DATA TO EXAMINE below:
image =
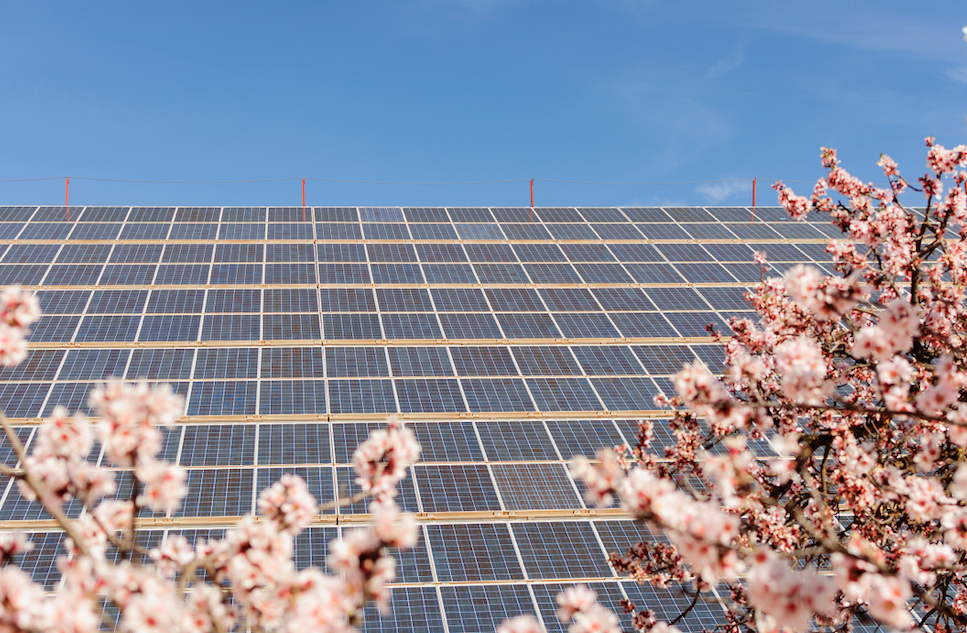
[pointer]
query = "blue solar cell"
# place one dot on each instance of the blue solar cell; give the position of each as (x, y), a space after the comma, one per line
(516, 441)
(289, 231)
(411, 326)
(351, 326)
(566, 550)
(23, 400)
(459, 299)
(224, 492)
(170, 328)
(430, 396)
(453, 274)
(527, 326)
(223, 398)
(361, 396)
(563, 394)
(93, 364)
(351, 362)
(456, 488)
(218, 445)
(347, 300)
(294, 444)
(292, 397)
(474, 552)
(474, 608)
(344, 274)
(231, 327)
(497, 394)
(535, 487)
(54, 328)
(291, 327)
(381, 214)
(626, 394)
(432, 232)
(292, 362)
(385, 231)
(587, 325)
(447, 442)
(419, 361)
(246, 274)
(108, 328)
(546, 361)
(396, 274)
(501, 273)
End of DATA TO EXAMINE.
• **EXERCISE**
Please output all of the entries above exactly, but without any picture.

• **ANSWER TO THIS EXERCISE**
image =
[pointer]
query = "blue solar cell"
# place one dot on each instance of the blue solar cell; give the position of each as (x, y), a space after the comma, one per line
(516, 441)
(289, 231)
(411, 326)
(351, 326)
(566, 550)
(23, 400)
(459, 299)
(224, 492)
(170, 328)
(430, 396)
(453, 274)
(527, 326)
(223, 398)
(361, 396)
(563, 394)
(93, 364)
(351, 362)
(456, 488)
(218, 445)
(347, 300)
(294, 444)
(292, 397)
(474, 552)
(474, 608)
(344, 274)
(231, 327)
(497, 394)
(535, 487)
(54, 328)
(291, 327)
(381, 214)
(626, 394)
(432, 232)
(292, 362)
(385, 231)
(587, 325)
(447, 442)
(419, 361)
(246, 274)
(108, 328)
(546, 361)
(396, 274)
(501, 273)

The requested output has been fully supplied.